• **Source material**:
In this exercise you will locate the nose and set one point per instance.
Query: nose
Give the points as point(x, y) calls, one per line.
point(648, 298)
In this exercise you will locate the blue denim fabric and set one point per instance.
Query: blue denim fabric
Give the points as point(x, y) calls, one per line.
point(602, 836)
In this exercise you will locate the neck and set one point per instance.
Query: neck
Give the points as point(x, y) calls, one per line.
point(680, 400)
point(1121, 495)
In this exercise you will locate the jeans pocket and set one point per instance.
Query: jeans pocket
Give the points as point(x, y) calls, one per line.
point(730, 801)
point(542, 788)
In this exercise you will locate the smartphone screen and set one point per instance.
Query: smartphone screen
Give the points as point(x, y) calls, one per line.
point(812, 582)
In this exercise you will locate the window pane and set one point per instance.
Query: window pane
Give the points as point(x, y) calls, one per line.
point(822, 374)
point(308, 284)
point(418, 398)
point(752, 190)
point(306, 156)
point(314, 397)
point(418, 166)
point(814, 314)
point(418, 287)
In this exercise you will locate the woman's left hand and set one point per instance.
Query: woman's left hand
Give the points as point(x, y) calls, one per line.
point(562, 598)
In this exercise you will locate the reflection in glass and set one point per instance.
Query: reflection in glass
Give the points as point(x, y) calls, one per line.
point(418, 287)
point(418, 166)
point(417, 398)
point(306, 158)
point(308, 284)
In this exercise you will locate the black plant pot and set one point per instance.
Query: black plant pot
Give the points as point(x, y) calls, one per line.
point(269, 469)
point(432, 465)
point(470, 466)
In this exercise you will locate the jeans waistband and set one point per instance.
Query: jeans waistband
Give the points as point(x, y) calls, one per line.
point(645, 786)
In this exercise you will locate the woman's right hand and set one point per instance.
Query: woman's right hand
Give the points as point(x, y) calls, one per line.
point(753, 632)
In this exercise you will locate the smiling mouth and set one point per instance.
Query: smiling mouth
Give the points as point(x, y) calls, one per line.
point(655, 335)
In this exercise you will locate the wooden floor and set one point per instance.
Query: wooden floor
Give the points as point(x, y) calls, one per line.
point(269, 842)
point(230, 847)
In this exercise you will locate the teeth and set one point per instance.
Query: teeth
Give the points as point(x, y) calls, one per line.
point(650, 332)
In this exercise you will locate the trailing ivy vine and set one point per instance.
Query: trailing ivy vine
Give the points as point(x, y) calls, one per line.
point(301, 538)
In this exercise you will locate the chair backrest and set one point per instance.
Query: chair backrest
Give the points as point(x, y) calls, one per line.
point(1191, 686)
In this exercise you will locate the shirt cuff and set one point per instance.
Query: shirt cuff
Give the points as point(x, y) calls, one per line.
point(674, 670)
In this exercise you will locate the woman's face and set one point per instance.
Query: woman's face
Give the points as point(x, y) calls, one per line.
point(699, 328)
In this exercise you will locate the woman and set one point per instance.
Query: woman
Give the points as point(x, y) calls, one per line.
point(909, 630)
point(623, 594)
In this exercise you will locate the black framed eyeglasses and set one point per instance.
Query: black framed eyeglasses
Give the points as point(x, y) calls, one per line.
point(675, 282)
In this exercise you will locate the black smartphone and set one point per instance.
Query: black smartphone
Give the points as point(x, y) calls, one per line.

• **What is asked**:
Update all of the records above by changing every "exercise" to "task" and keeping everything else the same.

• **Solution below**:
In this task you will locate the nose and set one point per instance.
Query: nose
Give the points as point(x, y) calls, one per line.
point(648, 298)
In this task you will locate the blue denim fabric and set one point per instance.
Query: blue denim fabric
Give the points as point(x, y) calls, one per line.
point(602, 836)
In this task you will locate the neck and set one point per instance.
Query: neck
Give the points as point(x, y) calls, one per line.
point(680, 400)
point(1121, 495)
In this task you will locate the jeans pocket and set one point per instance.
Query: jeans pocket
Give the points as point(x, y) calls, one per line.
point(730, 801)
point(542, 788)
In this task you will locate the smartphone screen and set one point per instance.
Query: smartphone screen
Give the points as point(x, y) calls, one per line.
point(812, 582)
In this task you will locate the window pane and set one point per instance.
Query: window pane
Give the points as point(x, y) calls, one per line.
point(822, 374)
point(308, 284)
point(418, 398)
point(752, 190)
point(306, 156)
point(314, 397)
point(418, 166)
point(814, 314)
point(418, 287)
In this task you will locate the woman's left hand and set one point per instance.
Query: woman's left hand
Give the points as point(x, y) calls, one per line.
point(562, 598)
In this task you will locate the reflection in glass and set one point per instance.
Query: reflection in glass
Give the points as point(x, y) calls, one per line.
point(418, 287)
point(418, 166)
point(417, 398)
point(306, 158)
point(308, 284)
In this task you will locate the black plant pot and set one point per instance.
Query: black plant pot
Give the points as point(x, y) calls, one per line.
point(269, 469)
point(432, 465)
point(470, 466)
In this task you will locate the jeans waistband and set one point per instance.
Query: jeans waistband
Give the points as point(x, y) calls, one per line.
point(645, 786)
In this task you will locate the woman's right hand and set one point per instance.
Query: woman's right hand
Give the points as point(x, y) calls, one per line.
point(753, 632)
In this task you will locate the smiling mouth and set one point per instance.
Query: smiling mouth
Give the points as point(x, y) calls, one per line.
point(655, 335)
In this task you will locate the wooden floor and set one point per instance.
Query: wooden floor
Give the points as point(x, y) calls, one per line.
point(269, 842)
point(230, 847)
In this task you will locate the teeth and set one point per instance.
Query: teeth
Give the points as point(x, y) calls, one per line.
point(650, 332)
In this task you will locate the trailing ivy vine and set one point per instance.
Query: trailing ivy vine
Give the points as point(x, y) calls, one per line.
point(301, 538)
In this task you will locate the chair backrest and set one point per instance.
Query: chair backrest
Give the points as point(x, y) calls, one per line.
point(1191, 686)
In this task you will locate the shirt cuff and set one point per instance.
Query: shirt cuff
Give the points as point(x, y) calls, one per line.
point(674, 670)
In this task you will locate the woman's face and set one point per instance.
Query: woman's face
Give the points as point(x, y) calls, one per line.
point(699, 328)
In this task you will locate the woman and set one point per instance.
Query: woman
Give the points as point(x, y) calls, one per line.
point(909, 630)
point(623, 594)
In this task you will locate the black framed eyeglasses and set one point per instance.
Query: black framed eyeglasses
Give the points as point(x, y) calls, one per line.
point(675, 282)
In this task you will locate the black smartphone and set one point per instance.
Query: black smartphone
Give the points as point(x, y) calls, one per line.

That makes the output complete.